Task objective:
Please copy, word for word, the lines below from the one containing "blue polo collar" down to the one containing "M435 270L446 269L451", including both of those lines.

┌─ Material provided

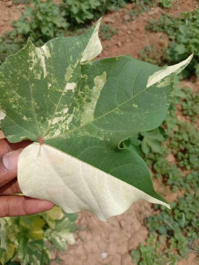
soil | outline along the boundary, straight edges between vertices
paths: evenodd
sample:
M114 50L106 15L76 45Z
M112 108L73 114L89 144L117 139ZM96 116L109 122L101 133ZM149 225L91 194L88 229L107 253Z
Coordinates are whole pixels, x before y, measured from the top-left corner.
M143 48L150 45L161 60L162 52L168 45L168 37L160 32L146 31L145 27L147 22L157 19L165 12L177 15L182 11L193 10L197 4L195 0L175 0L173 2L171 9L166 10L155 7L137 16L133 21L131 20L129 14L133 8L133 4L127 4L118 11L105 15L102 23L114 26L117 35L110 40L102 41L103 50L100 57L128 55L137 58ZM21 4L13 5L11 0L0 0L0 34L11 29L11 21L20 17L24 6ZM186 85L193 90L198 89L191 82L186 81ZM175 163L175 158L172 155L169 156L168 160ZM177 199L178 194L164 188L159 181L155 183L155 186L169 201ZM62 255L63 264L132 265L130 251L147 238L148 232L144 220L153 212L150 203L138 201L123 214L111 217L108 223L98 220L92 213L79 213L78 224L84 228L79 232L79 236L76 237L76 243L69 246L66 254ZM190 264L199 264L194 253L190 254L188 259L183 259L178 265ZM52 265L55 263L52 263Z

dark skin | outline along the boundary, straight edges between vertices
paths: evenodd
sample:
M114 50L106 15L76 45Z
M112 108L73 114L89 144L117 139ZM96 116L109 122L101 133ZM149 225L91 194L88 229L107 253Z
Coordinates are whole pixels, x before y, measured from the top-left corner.
M30 143L23 141L10 144L5 138L0 140L0 217L34 214L54 206L49 201L15 195L21 193L17 179L18 158L23 149ZM7 167L5 157L6 161L8 159Z

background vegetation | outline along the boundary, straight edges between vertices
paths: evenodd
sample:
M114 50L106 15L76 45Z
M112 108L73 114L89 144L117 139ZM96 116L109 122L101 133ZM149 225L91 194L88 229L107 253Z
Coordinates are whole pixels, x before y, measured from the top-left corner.
M63 0L57 4L53 0L28 1L12 0L14 4L25 3L25 12L12 23L13 30L0 37L0 64L9 54L21 48L30 36L36 46L58 36L81 33L93 21L107 12L117 10L127 2L137 7L130 10L134 20L155 4L164 8L172 6L171 0ZM30 2L30 1L29 2ZM199 9L183 13L178 17L164 14L150 21L148 30L167 34L169 42L164 51L161 65L172 64L194 53L191 64L184 72L184 78L199 76ZM117 34L113 26L102 24L100 35L109 40ZM160 63L153 55L153 47L146 46L140 58L152 63ZM182 78L182 77L181 77ZM155 214L145 220L149 234L144 244L132 250L135 264L175 265L190 252L199 256L198 242L199 213L199 135L197 128L199 115L199 95L188 88L180 89L176 83L174 101L163 125L144 132L123 143L141 155L149 166L155 178L170 191L179 194L171 203L172 210L155 206ZM185 117L184 121L176 117L176 112ZM168 161L172 156L173 161ZM5 218L1 222L0 262L20 260L21 264L49 264L53 248L64 251L68 241L72 243L71 233L77 233L76 215L62 213L59 208L51 212L25 217ZM67 236L68 235L68 236ZM6 250L5 250L6 249ZM16 260L16 257L17 259ZM59 262L59 256L55 259ZM15 264L13 262L8 264Z

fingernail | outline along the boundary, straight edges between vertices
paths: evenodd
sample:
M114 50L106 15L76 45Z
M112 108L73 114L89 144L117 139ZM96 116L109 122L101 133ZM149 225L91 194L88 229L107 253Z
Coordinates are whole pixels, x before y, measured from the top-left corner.
M6 154L2 159L3 166L7 170L14 170L17 168L18 159L22 149Z

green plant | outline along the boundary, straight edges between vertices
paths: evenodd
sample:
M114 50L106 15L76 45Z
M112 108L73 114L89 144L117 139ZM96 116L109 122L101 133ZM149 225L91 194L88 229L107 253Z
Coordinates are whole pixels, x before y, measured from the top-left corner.
M14 4L19 4L19 3L28 4L30 2L30 0L12 0L12 3Z
M117 31L114 27L107 24L102 24L100 31L101 38L104 40L110 40L112 37L117 34Z
M166 51L166 62L174 63L183 60L188 54L194 53L192 64L184 73L184 77L195 74L199 75L199 9L184 12L179 17L167 14L162 15L159 20L151 21L146 28L154 31L167 33L170 39Z
M18 163L24 194L68 212L91 210L107 221L143 194L169 207L141 157L119 145L162 122L174 79L192 57L161 69L130 56L94 61L101 50L100 25L100 20L82 35L57 38L41 48L28 39L8 57L0 67L0 92L6 88L0 93L0 127L10 142L34 142ZM160 131L140 135L144 153L162 152Z
M76 219L76 215L66 214L56 207L40 214L1 219L1 264L19 260L22 265L47 265L55 250L55 261L59 262L59 252L66 250L68 244L75 243Z
M20 19L12 23L16 35L30 37L37 45L42 45L52 38L64 34L68 24L60 6L53 0L45 2L33 0L33 7L27 6Z
M65 12L53 0L45 2L33 0L32 4L33 6L26 6L18 20L12 22L13 30L0 37L0 64L21 49L29 37L39 46L50 39L63 35L67 29Z
M123 7L128 0L63 0L62 8L72 27L99 18L108 10Z
M165 8L171 8L173 0L158 0L159 4Z

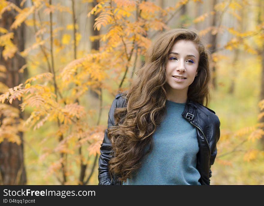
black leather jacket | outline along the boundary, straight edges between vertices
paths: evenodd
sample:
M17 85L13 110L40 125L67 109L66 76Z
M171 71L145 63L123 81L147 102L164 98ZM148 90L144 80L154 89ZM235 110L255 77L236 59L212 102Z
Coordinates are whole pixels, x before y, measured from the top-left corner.
M122 94L117 94L113 101L108 113L108 127L114 125L114 112L116 108L126 106L125 99ZM220 136L220 122L215 112L198 103L191 101L186 103L182 115L197 129L199 152L197 154L196 168L201 175L199 181L202 185L209 185L212 176L211 165L216 156L216 143ZM98 180L99 185L121 184L122 182L113 177L111 181L109 174L108 163L112 156L110 153L112 145L106 130L101 154L99 157Z

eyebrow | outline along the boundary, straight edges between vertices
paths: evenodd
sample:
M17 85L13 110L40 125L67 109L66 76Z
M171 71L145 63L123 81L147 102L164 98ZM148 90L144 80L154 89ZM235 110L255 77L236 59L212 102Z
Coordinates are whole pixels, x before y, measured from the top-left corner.
M169 54L175 54L176 55L179 55L178 53L176 52L170 52L169 53ZM195 57L195 56L194 56L194 55L193 55L192 54L188 54L188 55L187 55L187 56L187 56L188 57L193 57L195 58L196 59L196 58Z

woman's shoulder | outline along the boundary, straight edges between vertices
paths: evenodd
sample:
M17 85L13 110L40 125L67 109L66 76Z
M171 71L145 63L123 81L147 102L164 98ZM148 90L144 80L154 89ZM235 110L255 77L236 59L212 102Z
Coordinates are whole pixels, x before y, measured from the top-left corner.
M126 98L124 93L119 93L116 95L115 100L116 107L123 107L126 104Z
M219 118L214 111L200 103L196 103L196 105L200 115L207 117L209 122L220 126Z

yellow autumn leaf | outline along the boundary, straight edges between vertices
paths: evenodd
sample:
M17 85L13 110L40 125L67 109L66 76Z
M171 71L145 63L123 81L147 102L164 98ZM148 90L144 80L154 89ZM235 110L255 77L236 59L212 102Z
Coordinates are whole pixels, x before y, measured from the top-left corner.
M0 33L6 34L8 32L8 31L4 28L0 27Z
M62 36L62 43L63 44L68 44L70 40L71 37L70 35L68 34L64 34Z
M259 151L256 149L253 149L247 152L244 155L243 159L245 161L249 162L251 160L255 159Z
M254 142L256 139L259 139L262 138L263 135L264 135L264 130L261 129L257 129L251 133L248 137L248 139Z
M0 64L0 72L6 72L6 68L4 65Z

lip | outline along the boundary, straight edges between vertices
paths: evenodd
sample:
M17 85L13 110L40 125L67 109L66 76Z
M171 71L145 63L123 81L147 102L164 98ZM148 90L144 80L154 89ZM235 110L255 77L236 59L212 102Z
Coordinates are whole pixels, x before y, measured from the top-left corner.
M186 77L184 77L184 76L178 76L178 75L174 75L174 76L178 76L179 77L184 77L184 78L186 78ZM186 79L177 79L176 78L175 78L175 77L174 77L173 76L172 76L172 78L173 78L173 79L174 80L176 81L176 82L183 82L183 81L184 81L184 80L185 80Z

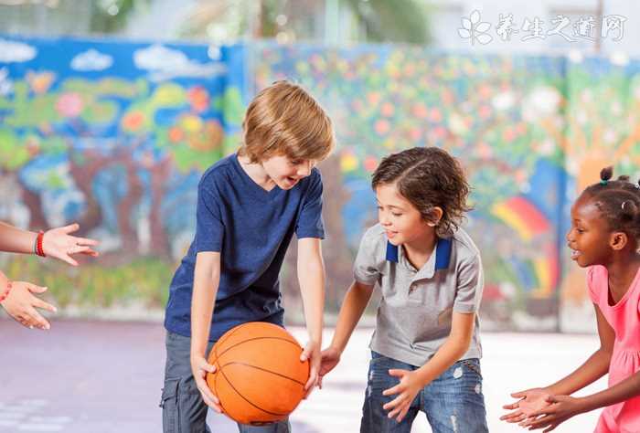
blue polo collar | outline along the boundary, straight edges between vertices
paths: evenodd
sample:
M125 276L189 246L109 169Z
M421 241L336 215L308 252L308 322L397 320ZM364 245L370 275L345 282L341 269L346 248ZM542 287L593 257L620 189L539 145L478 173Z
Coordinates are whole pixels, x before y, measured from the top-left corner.
M435 270L446 269L451 261L453 238L439 238L435 246ZM398 263L398 246L387 241L387 260Z

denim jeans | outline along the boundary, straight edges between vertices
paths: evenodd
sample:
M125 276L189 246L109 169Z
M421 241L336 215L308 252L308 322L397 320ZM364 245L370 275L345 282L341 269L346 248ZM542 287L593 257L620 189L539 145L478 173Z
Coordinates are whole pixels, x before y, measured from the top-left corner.
M389 418L388 411L382 408L398 396L382 395L382 391L399 383L397 377L389 374L389 368L413 371L418 367L371 352L360 433L410 433L413 419L421 410L426 415L433 433L489 431L479 360L464 359L453 364L422 388L400 423L395 417Z
M162 390L162 426L164 433L210 433L207 426L208 406L191 374L191 338L166 333L165 387ZM209 343L207 353L211 351ZM290 433L288 421L265 426L238 424L240 433Z

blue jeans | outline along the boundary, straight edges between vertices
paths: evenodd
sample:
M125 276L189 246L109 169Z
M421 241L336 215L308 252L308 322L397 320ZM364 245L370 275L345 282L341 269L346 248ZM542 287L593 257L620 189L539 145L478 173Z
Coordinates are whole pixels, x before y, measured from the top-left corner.
M398 396L382 395L382 391L399 383L397 377L389 374L389 368L413 371L418 367L371 352L360 433L410 433L421 410L427 416L433 433L489 431L479 360L464 359L453 364L422 388L400 423L395 417L389 418L388 411L382 408Z
M162 390L162 427L164 433L210 433L207 426L208 406L191 374L191 338L166 333L165 387ZM213 343L207 347L211 351ZM266 426L238 424L240 433L290 433L288 421Z

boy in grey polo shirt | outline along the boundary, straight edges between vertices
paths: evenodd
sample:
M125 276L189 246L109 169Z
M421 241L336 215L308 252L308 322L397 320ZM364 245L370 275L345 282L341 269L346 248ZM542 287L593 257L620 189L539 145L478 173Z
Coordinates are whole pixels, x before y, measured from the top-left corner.
M482 263L459 228L469 210L462 168L441 149L413 148L383 159L372 186L379 224L362 238L320 375L339 362L378 285L360 431L409 433L421 410L434 433L486 432L476 315Z

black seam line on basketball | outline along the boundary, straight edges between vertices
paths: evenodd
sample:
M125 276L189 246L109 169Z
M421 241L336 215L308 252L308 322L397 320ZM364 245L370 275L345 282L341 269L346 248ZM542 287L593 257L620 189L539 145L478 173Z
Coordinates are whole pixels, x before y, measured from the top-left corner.
M231 335L233 335L233 334L236 333L236 331L238 331L239 329L240 329L240 326L236 326L235 328L233 328L233 329L231 330L231 332L229 333L229 335L227 335L227 338L225 338L225 339L222 340L222 341L224 342L225 340L229 340L229 338ZM223 335L223 336L224 336L224 335ZM216 359L218 359L218 356L219 356L219 355L218 354L217 345L218 345L218 344L214 344L214 345L213 345L213 352L216 354ZM227 351L225 351L225 352L227 352ZM223 353L224 353L224 352L223 352Z
M283 342L291 343L292 344L295 344L296 346L300 347L300 345L298 344L297 342L292 342L291 340L287 340L286 338L282 338L282 337L253 337L253 338L250 338L249 340L242 340L240 343L236 343L232 346L226 348L224 350L224 352L222 352L220 354L216 354L216 356L217 357L222 356L223 354L225 354L227 352L233 349L234 347L237 347L240 344L244 344L247 342L252 342L255 340L282 340Z
M214 382L213 382L213 387L216 390L216 398L218 398L218 378L219 377L219 375L216 375L216 377L215 377ZM225 379L227 379L227 376L225 376ZM227 380L227 382L229 382L229 380ZM224 408L224 405L222 405L222 400L218 398L218 404L220 406L220 407L222 407L222 413L223 414L226 413L227 410Z
M277 373L277 372L272 372L271 370L267 370L266 368L259 367L257 365L251 365L251 364L240 363L238 361L231 361L230 363L227 363L224 365L220 365L220 370L223 369L224 367L226 367L227 365L244 365L245 367L251 367L251 368L255 368L257 370L263 371L265 373L271 373L272 375L279 375L280 377L289 379L292 382L295 382L296 384L302 385L303 386L304 386L306 385L305 383L297 381L297 380L293 379L293 377L289 377L288 375L282 375L282 374Z
M251 403L251 401L249 401L249 400L247 399L247 397L245 397L244 396L242 396L242 395L240 394L240 391L238 391L238 390L236 389L236 387L233 385L233 384L231 383L231 381L229 380L229 377L227 377L227 375L225 375L224 372L223 372L222 370L220 370L220 373L221 373L222 375L224 376L224 378L225 378L225 380L227 381L227 383L229 384L229 385L231 386L231 388L233 388L233 390L236 392L236 394L238 394L240 396L241 396L242 399L243 399L244 401L246 401L247 403L249 403L250 405L251 405L251 406L252 406L253 407L255 407L256 409L261 410L262 412L264 412L264 413L266 413L266 414L269 414L269 415L275 415L276 417L283 417L283 416L288 415L288 414L279 414L279 413L277 413L277 412L270 412L270 411L268 411L268 410L266 410L266 409L261 408L261 407L259 407L258 405L254 405L253 403Z

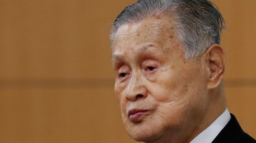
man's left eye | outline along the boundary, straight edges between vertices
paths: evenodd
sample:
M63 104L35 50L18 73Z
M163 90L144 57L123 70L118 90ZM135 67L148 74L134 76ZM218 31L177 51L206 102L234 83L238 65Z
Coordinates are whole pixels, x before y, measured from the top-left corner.
M156 68L154 67L148 67L147 69L149 71L153 71L154 69L156 69Z

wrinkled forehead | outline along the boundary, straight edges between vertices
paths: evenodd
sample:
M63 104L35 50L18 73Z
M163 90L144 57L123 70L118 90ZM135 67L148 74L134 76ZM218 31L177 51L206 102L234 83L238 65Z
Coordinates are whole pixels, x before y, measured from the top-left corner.
M153 16L139 22L121 26L114 39L113 51L128 45L141 43L153 43L165 48L167 42L173 42L176 37L174 20L165 15Z

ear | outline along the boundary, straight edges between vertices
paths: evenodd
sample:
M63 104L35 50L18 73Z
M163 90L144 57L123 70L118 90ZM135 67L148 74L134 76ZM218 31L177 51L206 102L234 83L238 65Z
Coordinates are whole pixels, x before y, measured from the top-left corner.
M222 81L225 69L225 54L221 46L214 44L205 53L208 72L207 88L217 87Z

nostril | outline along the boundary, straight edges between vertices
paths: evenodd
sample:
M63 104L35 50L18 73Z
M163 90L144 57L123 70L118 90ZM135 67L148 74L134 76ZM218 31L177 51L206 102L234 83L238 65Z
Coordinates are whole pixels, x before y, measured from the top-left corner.
M137 96L136 96L136 99L137 99L138 98L141 98L143 97L143 96L144 96L141 94L139 94L137 95Z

└─

Task output:
blue polo collar | outline along the boundary, straight edges between vertices
paths: evenodd
sample:
M125 276L189 246L109 169Z
M421 241L336 215L308 252L308 322L397 320ZM364 245L370 275L345 282L341 269L346 248ZM542 287L593 257L620 189L539 145L478 173Z
Coordinates are whole pixels, x before y, measured from the top-left corner.
M435 270L446 269L451 261L453 238L439 238L435 246ZM398 263L398 246L387 241L387 260Z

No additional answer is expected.